O QUE FAZER
1. Responda com base no trecho sobre a guerra cambial:
(a) De acordo com Oreiro, de que ordem pode ser o déficit em conta-corrente em 2014?
(b) De qual crise a "guerra cambial" é uma repercussão?
(c) Por qual meio a entrevista foi concedida?
2. Liste todos os países citados nominalmente no trecho sobre a guerra cambial.
3. Dê sequência ao trecho sobre a guerra cambial a partir do ponto em que ele para.

TRECHO DA FONTE
━━━━━━━━━━━━━━━━━━━━━━━━━━━━━━
Brasil adota políticas tímidas diante da guerra cambial internacional e mantém relação política e econômica equivocadas com a China, aponta o economista José Luis Oreiro. Segundo ele, a guerra cambial pode causar desindustrialização e um déficit em conta-corrente da ordem de 7% do PIB, em 2014

“Essa ‘guerra cambial’ é uma repercussão da crise de 2008”, menciona José Luis Oreiro, à IHU On-Line. Em entrevista concedida por telefone, ele explica que o desaceleramento e a lenta recuperação da economia norte-americana são os fatores responsáveis pela desvalorização do dólar, que vem atrapalhando a competitividade de outras economias.

Na avaliação de Oreiro, três grupos fazem parte da guerra mundial: “EUA tenta desvalorizar o dólar frente às demais moedas, visando aumentar a competitividade das exportações americanas para, com isso, tentar sair da crise por intermédio de um aumento da demanda externa de seus produtos. Um segundo grupo de países: China, Suíça, Tailândia e outros tentam se defender dessa política norte-americana, adotando medidas no sentido de impedir ou reduzir a valorização de suas moedas frente ao dólar; e um terceiro grupo, incluindo os países da América Latina - inclusive o Brasil – e países africanos, têm sido passivos frente à desvalorização do dólar”.
━━━━━━━━━━━━━━━━━━━━━━━━━━━━━━
DADOS FORNECIDOS

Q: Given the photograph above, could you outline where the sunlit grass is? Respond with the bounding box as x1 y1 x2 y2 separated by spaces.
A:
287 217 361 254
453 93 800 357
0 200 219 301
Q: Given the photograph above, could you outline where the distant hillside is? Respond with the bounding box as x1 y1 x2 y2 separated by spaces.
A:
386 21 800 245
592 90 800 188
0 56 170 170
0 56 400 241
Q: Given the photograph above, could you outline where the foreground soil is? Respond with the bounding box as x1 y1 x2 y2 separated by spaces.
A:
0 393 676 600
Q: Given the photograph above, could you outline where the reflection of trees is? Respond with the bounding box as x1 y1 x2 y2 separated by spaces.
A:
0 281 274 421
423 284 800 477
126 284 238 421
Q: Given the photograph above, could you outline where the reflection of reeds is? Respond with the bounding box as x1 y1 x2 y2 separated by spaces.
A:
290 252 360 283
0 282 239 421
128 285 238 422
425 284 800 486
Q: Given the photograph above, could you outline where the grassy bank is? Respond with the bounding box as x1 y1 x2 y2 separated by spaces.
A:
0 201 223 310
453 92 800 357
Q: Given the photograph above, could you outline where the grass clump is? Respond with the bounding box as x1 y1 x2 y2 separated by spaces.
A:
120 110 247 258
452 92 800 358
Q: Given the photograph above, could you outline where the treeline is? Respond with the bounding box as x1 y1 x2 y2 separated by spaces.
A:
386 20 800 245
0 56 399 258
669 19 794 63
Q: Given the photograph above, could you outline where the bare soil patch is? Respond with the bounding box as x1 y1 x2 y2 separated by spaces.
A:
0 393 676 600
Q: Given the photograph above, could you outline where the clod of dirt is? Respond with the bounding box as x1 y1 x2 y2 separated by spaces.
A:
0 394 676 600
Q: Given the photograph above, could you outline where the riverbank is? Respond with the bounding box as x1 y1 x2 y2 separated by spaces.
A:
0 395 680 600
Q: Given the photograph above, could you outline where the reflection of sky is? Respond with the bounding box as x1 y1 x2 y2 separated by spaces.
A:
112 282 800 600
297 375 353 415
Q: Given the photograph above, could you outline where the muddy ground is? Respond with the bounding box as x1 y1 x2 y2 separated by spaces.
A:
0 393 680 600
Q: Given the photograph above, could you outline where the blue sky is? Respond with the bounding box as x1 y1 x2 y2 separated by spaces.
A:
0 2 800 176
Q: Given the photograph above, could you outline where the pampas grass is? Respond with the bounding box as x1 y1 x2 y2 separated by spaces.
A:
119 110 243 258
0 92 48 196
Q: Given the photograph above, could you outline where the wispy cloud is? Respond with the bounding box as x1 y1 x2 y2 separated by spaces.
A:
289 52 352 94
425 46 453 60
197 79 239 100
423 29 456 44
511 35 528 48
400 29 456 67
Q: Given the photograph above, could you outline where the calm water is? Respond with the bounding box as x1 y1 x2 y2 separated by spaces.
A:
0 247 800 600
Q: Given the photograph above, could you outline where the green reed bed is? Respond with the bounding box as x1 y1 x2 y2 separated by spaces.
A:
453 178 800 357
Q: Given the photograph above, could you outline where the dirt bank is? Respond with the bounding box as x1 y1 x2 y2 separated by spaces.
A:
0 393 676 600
━━━━━━━━━━━━━━━━━━━━━━━━━━━━━━
RESPOSTAS POR TAREFA
1.
(a) Da ordem de 7% do PIB.
(b) Da crise de 2008.
(c) Por telefone.

2. Brasil, China, EUA, Suíça, Tailândia

3.
Para o economista, o Brasil deve adotar políticas radicais diante dessa conjuntura e desvalorizar a moeda nacional “para voltar a uma situação de mais competitividade da economia brasileira”. Entre as medidas, propõe o controle na entrada de todos os capitais estrangeiros e a redução das taxas de juros. “O Brasil não pode, neste contexto internacional, ter uma taxa de juros que é até oito vezes maior do que o é que prevalecente no restante do mundo”.

José Luis Oreiro é graduado em Ciências Econômicas pela Universidade Federal do Rio de Janeiro – UFRJ, possui mestrado em Economia pela Pontifícia Universidade Católica do Rio de Janeiro - PUC-Rio e doutorado em Economia da Indústria e da Tecnologia também pela UFRJ. Atualmente é professor nos cursos de graduação e pós-graduação em economia da FACE/UNB. Organizou Agenda Brasil: políticas econômicas para o crescimento com estabilidade de preços (São Paulo: Monole, 2003) e Sistema financeiro: uma análise do setor bancário brasileiro (Rio de Janeiro: Campus, 2007).

Confira a entrevista.



IHU On-Line - Pode explicar o que é e o que significa a “guerra cambial”? Como países emergentes e desenvolvidos estão se comportando?

José Luis Oreiro –
Essa “guerra cambial” é uma repercussão da crise de 2008. Os EUA, no ano passado, estavam apresentando uma trajetória bastante razoável de recuperação da crise. Aparentemente, a economia americana, entre os países desenvolvidos, seria a primeira a sair da recessão e teria, no ano de 2010, uma trajetória de crescimento razoável. O problema é que essas expectativas se frustraram e, este ano, o ritmo de crescimento da economia americana está desacelerando. Esperava-se que ela fechasse o ano com um crescimento de 4%, mas é provável que feche com um crescimento de 1,3%, basicamente por conta da contribuição negativa do setor externo. O fato é que o déficit comercial americano continua aumentando e isso tem reduzido a demanda por produtos norte-americanos e atrapalhado a velocidade de recuperação da economia.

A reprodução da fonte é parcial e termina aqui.